__Given instruction__. Rewrite the listing below with every "photograph" changed to "image" and nothing else altered. Omit the pictures from your version.

Start Excerpted records

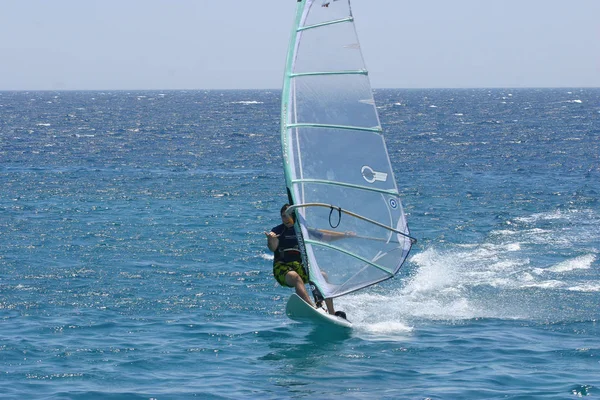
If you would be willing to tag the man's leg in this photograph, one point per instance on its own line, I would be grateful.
(294, 280)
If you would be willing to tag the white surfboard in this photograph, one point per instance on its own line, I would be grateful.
(299, 310)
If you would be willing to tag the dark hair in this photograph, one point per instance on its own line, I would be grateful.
(285, 207)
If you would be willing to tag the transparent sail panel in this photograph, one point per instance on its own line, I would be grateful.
(329, 48)
(338, 99)
(335, 156)
(342, 156)
(320, 11)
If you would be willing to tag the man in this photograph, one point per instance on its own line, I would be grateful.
(287, 263)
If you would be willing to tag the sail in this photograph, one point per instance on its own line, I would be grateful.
(350, 222)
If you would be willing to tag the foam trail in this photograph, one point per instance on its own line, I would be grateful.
(581, 262)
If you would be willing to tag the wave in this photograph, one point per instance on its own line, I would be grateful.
(247, 102)
(581, 262)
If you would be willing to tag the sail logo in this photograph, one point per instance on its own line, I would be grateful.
(372, 176)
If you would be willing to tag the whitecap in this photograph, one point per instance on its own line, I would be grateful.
(247, 102)
(581, 262)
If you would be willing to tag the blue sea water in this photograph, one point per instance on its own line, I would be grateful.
(133, 263)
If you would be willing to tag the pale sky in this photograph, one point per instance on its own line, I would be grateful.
(242, 44)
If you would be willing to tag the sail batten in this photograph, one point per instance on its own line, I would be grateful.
(331, 126)
(339, 21)
(392, 192)
(323, 73)
(350, 223)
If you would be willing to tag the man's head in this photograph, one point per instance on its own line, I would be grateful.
(288, 220)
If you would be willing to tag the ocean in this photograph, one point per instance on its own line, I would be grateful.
(133, 263)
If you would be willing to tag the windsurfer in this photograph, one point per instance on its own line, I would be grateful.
(287, 263)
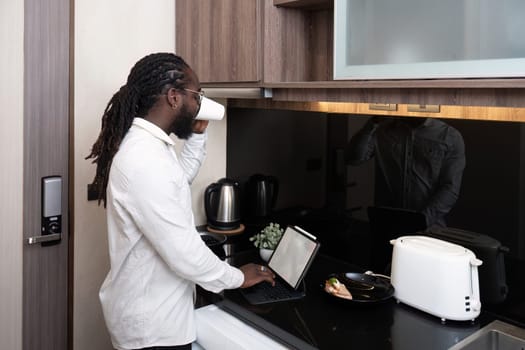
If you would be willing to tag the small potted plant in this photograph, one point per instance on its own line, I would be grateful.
(267, 239)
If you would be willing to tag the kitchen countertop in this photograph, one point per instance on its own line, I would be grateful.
(319, 321)
(323, 322)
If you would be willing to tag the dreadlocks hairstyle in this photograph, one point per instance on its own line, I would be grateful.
(151, 76)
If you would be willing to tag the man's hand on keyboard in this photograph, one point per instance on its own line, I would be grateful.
(254, 273)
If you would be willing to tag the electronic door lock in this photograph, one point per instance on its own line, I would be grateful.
(51, 221)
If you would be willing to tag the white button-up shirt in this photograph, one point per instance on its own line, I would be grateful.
(156, 254)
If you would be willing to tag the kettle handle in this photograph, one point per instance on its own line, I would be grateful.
(274, 184)
(208, 197)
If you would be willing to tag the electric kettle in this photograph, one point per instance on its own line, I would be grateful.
(261, 191)
(221, 204)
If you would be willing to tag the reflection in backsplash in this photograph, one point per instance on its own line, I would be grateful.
(306, 152)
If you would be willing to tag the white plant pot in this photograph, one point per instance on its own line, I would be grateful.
(265, 253)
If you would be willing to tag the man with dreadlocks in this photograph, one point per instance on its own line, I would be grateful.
(156, 254)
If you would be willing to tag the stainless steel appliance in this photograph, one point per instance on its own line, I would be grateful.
(222, 205)
(261, 195)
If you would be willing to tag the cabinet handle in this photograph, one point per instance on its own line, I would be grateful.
(423, 108)
(383, 106)
(44, 238)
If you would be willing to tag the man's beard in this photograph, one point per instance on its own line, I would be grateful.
(183, 125)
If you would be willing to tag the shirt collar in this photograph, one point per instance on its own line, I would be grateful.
(153, 130)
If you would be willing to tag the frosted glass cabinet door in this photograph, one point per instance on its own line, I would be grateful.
(418, 39)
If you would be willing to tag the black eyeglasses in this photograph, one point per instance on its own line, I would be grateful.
(200, 93)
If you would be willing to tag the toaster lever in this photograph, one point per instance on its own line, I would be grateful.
(475, 262)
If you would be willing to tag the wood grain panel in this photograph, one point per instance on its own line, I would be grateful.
(46, 117)
(446, 111)
(297, 44)
(220, 39)
(465, 97)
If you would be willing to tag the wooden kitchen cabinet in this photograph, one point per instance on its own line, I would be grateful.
(220, 40)
(254, 42)
(287, 46)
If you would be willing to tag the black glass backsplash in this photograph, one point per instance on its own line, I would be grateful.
(305, 151)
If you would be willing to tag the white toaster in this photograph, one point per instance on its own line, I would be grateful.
(436, 276)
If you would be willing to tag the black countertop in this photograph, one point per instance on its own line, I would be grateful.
(319, 321)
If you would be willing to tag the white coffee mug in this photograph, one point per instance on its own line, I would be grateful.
(210, 110)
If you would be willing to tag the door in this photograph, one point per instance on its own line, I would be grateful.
(46, 133)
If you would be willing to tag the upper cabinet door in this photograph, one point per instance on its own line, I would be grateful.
(220, 40)
(419, 39)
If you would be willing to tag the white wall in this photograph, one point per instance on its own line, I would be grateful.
(110, 36)
(11, 184)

End Excerpted records

__Written answer__.
If you would be willing to tag the man's leg in this image, one point per instance on its own line, I would be grateful.
(294, 280)
If you would be willing to tag the white surfboard in this image, one point per instance on its own line, I would be grateful.
(299, 310)
If you would be willing to tag the dark hair in this image, one point per instance on its own line, I would be grateful.
(285, 207)
If you would be willing to tag the transparent sail panel in this image, one point per instance on its own line, I would be grateful.
(329, 48)
(338, 99)
(335, 156)
(342, 156)
(320, 11)
If you would be willing to tag the man in this image, one point per instance on its own line, I would be grateful.
(287, 263)
If you would be willing to tag the sail in this image, one point per instance on its own line, I would be grateful.
(350, 222)
If you would be willing to tag the foam trail in this image, one point per instance on its own line, I would be grateful.
(581, 262)
If you would be willing to tag the wave in this image, one point per instance on its own line, I would be grateful.
(247, 102)
(581, 262)
If you would be willing to tag the sail logo in this image, one point per instance on its own line, I would be grateful.
(372, 176)
If you would be willing to tag the whitecap in this image, one point per instance on its own line, I would be grateful.
(247, 102)
(581, 262)
If you would be willing to tag the blue sea water in this image, one point per instance on its own line, I would be grateful.
(133, 263)
If you would be willing to tag the pale sky in this image, one point per instance on its own line, I would be grateful.
(242, 44)
If you would be willing to tag the sail batten in this image, one point per instance on its own line, I would be grateful.
(331, 126)
(339, 21)
(392, 192)
(323, 73)
(350, 223)
If you would be willing to tag the man's head in this image, one point per instance on its own line, I would be grateful.
(288, 220)
If you would be willing to tag the ocean in this image, one point per instance on its own line, I would be grateful.
(133, 263)
If you would be willing to tag the windsurfer in this image, one point per instance on its own line, I would be grateful.
(287, 263)
If you would be willing to tag the small potted plant in this image, one point per instance on its own line, I would be grateful.
(267, 239)
If you would be willing to tag the kitchen countertop in this image, one point per instance on its own line, I would be grateful.
(319, 321)
(323, 322)
If you would be willing to tag the dreadlocks hairstyle in this image, one point per instance on its own line, I would be grateful.
(151, 76)
If you would be willing to tag the man's hand on keyboard in this image, one point per instance on its own line, I would be grateful.
(254, 273)
If you would be willing to tag the electronic door lock in this image, one point per instance on its own line, I would be grateful.
(51, 221)
If you would be willing to tag the white button-up shirt in this image, one point per instance on its own line, I would be grateful.
(156, 254)
If you would be willing to tag the kettle handle in this image, one point per instance on its own line, I would be grateful.
(274, 184)
(208, 197)
If you would be willing to tag the electric kettle in this image, one point per instance on its own line, I would be grateful.
(261, 191)
(221, 204)
If you would be willing to tag the reflection in backsplash in this image, one point per instance on its own line, I would be grateful.
(306, 152)
If you would be willing to tag the white plant pot in this image, one point per instance on its own line, I would be grateful.
(265, 253)
If you would be willing to tag the man with dreadlocks in this image, one point per instance on its own line, I would be grateful.
(156, 254)
If you would be willing to tag the stainless steel appliance in this image, one point per instance on its own line, I would be grateful.
(222, 205)
(261, 195)
If you would be willing to tag the cabinet handle in this image, one point per instance on its own line, I would be grateful.
(423, 108)
(383, 106)
(44, 238)
If you would be willing to tag the man's beard in this image, one point per instance on its own line, I would be grateful.
(183, 125)
If you would be willing to tag the shirt collar in this image, one point per instance on its own line, I would be grateful.
(153, 130)
If you would be willing to tag the frosted glass cabinet door in this image, one point per instance on its own line, I would be grateful.
(418, 39)
If you would be willing to tag the black eyeglasses in this image, one point per instance on its own line, I would be grateful.
(200, 93)
If you would be willing to tag the toaster lever in this image, one point per instance on its own line, I would be grateful.
(475, 262)
If you would be willing to tag the wood grain panel in this image, one point per instance on its own line, I would be grateful.
(46, 117)
(446, 111)
(297, 44)
(220, 39)
(465, 97)
If you would be willing to tag the wooden kitchen cabinet in this image, one point per instance on its own line, I would be grateful.
(220, 40)
(254, 42)
(287, 46)
If you would be willing to tag the black glass backsplash in this image, one point per instance on its own line, I would be grateful.
(305, 151)
If you would be willing to tag the white toaster in this image, one point per instance on its own line, I would be grateful.
(436, 276)
If you would be willing to tag the black countertop in this image, one point per instance on its own line, I would be grateful.
(319, 321)
If you would be willing to tag the white coffee mug in this image, one point per instance on its own line, I would be grateful.
(210, 110)
If you would be willing to tag the door in this image, one point per instance on its own line, I would be grateful.
(46, 133)
If you would be willing to tag the upper cabinet door in this image, one point per instance on its own line, I would be grateful.
(220, 40)
(419, 39)
If you would be willing to tag the white wall in this image, one point per instance on its own line, I would be grateful.
(110, 36)
(11, 184)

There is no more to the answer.